PROBLEM REQUIREMENTS. Rewrite the lines below, substituting "a single point for each instance" for each occurrence of "one point per instance" and leaving everything else as it stands.

Saved data entries.
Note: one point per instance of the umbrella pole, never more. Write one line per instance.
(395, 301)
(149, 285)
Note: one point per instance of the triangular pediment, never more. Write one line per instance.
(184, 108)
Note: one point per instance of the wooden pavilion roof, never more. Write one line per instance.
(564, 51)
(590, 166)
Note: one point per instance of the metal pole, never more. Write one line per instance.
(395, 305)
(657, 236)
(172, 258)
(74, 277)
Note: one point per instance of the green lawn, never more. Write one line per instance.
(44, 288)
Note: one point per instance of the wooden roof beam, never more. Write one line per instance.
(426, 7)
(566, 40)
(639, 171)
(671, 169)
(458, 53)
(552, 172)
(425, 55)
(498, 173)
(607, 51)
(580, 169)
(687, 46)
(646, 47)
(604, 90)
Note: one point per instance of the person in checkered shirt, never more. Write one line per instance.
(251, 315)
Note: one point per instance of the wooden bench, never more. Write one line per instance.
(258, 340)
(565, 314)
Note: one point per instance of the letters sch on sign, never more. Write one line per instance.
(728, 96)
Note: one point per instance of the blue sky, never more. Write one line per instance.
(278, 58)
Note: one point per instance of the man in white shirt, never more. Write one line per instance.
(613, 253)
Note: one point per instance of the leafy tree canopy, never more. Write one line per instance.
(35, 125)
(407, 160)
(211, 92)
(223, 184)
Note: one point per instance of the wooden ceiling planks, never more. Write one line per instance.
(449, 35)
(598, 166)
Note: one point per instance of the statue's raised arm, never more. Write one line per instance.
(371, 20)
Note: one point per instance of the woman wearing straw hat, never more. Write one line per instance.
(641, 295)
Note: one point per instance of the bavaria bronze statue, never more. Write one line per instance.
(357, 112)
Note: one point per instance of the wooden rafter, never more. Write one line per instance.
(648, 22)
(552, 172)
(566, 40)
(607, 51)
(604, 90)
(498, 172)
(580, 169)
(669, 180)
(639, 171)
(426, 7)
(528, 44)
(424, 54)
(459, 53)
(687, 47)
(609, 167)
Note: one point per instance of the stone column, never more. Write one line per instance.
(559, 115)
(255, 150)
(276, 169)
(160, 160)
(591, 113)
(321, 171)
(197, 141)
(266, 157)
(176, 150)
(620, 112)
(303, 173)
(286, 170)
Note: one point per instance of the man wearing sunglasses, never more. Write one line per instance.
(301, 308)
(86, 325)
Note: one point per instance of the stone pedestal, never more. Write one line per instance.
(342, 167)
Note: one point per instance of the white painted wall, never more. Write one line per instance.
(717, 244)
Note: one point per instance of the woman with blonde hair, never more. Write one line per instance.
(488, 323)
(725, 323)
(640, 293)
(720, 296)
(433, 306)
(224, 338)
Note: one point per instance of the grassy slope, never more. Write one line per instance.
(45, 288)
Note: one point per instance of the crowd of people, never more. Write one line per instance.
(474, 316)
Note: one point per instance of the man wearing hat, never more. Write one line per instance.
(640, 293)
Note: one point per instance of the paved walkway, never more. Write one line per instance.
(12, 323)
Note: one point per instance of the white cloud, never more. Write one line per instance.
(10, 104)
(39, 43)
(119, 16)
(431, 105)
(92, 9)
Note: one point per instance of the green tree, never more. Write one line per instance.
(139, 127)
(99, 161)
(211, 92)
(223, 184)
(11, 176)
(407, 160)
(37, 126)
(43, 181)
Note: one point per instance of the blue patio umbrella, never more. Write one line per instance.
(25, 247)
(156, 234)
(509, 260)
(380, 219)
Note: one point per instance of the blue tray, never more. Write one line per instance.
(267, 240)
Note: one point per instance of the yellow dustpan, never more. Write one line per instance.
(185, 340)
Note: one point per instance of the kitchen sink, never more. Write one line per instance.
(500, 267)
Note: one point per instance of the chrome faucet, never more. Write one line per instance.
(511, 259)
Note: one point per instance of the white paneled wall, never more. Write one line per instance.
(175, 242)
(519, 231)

FULL SOLUTION.
Note: a single point for each instance of the umbrella pole, never more. Write one line per instance.
(395, 301)
(149, 285)
Note: a single point for each instance of the triangular pediment, never more. Write one line per instance.
(184, 108)
Note: a single point for each instance of the wooden pavilion roof, never more. Write one line per instance.
(564, 51)
(590, 166)
Note: a single point for each instance of the metal pole, never more. Write one line per instance.
(395, 305)
(657, 236)
(172, 258)
(74, 277)
Note: a single point for each instance of the green lawn, never more. Write one line per instance.
(44, 288)
Note: a single point for each instance of the wooden roof beam, never more. Write one line per instance.
(426, 7)
(566, 40)
(639, 171)
(671, 169)
(458, 53)
(552, 172)
(425, 55)
(498, 173)
(607, 51)
(580, 169)
(687, 46)
(646, 47)
(604, 90)
Note: a single point for each instance of the person in checkered shirt, never more. Write one line per instance.
(251, 315)
Note: a single point for each instance of the wooden bench, never more. Write one line per instance.
(258, 340)
(565, 314)
Note: a single point for each instance of the letters sch on sign, never more. Write one line per instance.
(728, 96)
Note: a single point for each instance of the blue sky, never more. Write one line per instance.
(278, 58)
Note: a single point for each instance of the man in white shirt, never more. Write one line per instance.
(613, 253)
Note: a single point for each instance of the leafy tree canopy, never more. Write one line per instance.
(35, 125)
(407, 160)
(211, 92)
(223, 184)
Note: a single point for each instance of the wooden ceiling planks, never more. Write one line per instance.
(449, 35)
(598, 166)
Note: a single point for each instance of the statue's raised arm, never more. Write one line per instance.
(371, 20)
Note: a single point for each instance of the woman wearing straw hat, never more. Write one line per instance.
(641, 295)
Note: a single point for each instance of the bavaria bronze statue, never more. Write one line per instance.
(357, 112)
Note: a single point for each instance of the wooden rafter, never more. Write one line per instance.
(648, 22)
(552, 172)
(566, 40)
(607, 51)
(604, 90)
(498, 172)
(580, 169)
(669, 180)
(639, 171)
(426, 7)
(528, 44)
(424, 54)
(459, 53)
(687, 47)
(609, 167)
Note: a single point for each instance of the stone column, never more. Write one line per instance.
(559, 115)
(255, 150)
(276, 169)
(160, 160)
(591, 113)
(321, 171)
(197, 141)
(266, 157)
(176, 150)
(620, 112)
(303, 173)
(286, 170)
Note: a single point for each instance of the man wearing sunglasses, never more. Write one line per instance.
(301, 308)
(86, 325)
Note: a single point for each instance of the stone pedestal, never more. Write one line per instance.
(342, 167)
Note: a single point for each instance of the white painted wall, never more. Write one line per instance.
(717, 244)
Note: a single point for each instance of the woman with blonde hair, never more. Write one line per instance.
(488, 323)
(725, 323)
(640, 293)
(720, 296)
(433, 306)
(224, 338)
Note: a single point for each instance of the grassy slope, never more. Write one line per instance.
(45, 288)
Note: a single point for each instance of the crowd of people, never more. Write one line per instance.
(474, 316)
Note: a single point for each instance of the man wearing hat, never more. Write one line per instance.
(640, 293)
Note: a single point for each instance of the paved walkway, never more. Write one line per instance.
(12, 323)
Note: a single point for each instance of the white cloud, never more. Write one line per instance.
(10, 104)
(39, 43)
(119, 16)
(431, 105)
(92, 9)
Note: a single point for each instance of the green tree, never more. Write one line per instance.
(139, 127)
(99, 161)
(211, 92)
(223, 184)
(11, 176)
(407, 160)
(37, 126)
(43, 181)
Note: a single point for each instance of the blue patio umbrella, never more. Write one line per instance.
(25, 247)
(156, 234)
(509, 260)
(380, 219)
Note: a single point for each instance of the blue tray, never more. Write one line per instance.
(267, 240)
Note: a single point for each instance of the yellow dustpan, never more. Write one line per instance.
(185, 340)
Note: a single point for each instance of the kitchen sink, never more. Write one line per instance.
(500, 267)
Note: a single point for each instance of the chrome faucet, never more. Write one line per instance.
(511, 259)
Note: a single point for each instance of the white paneled wall, never more. Write one line per instance.
(175, 242)
(519, 231)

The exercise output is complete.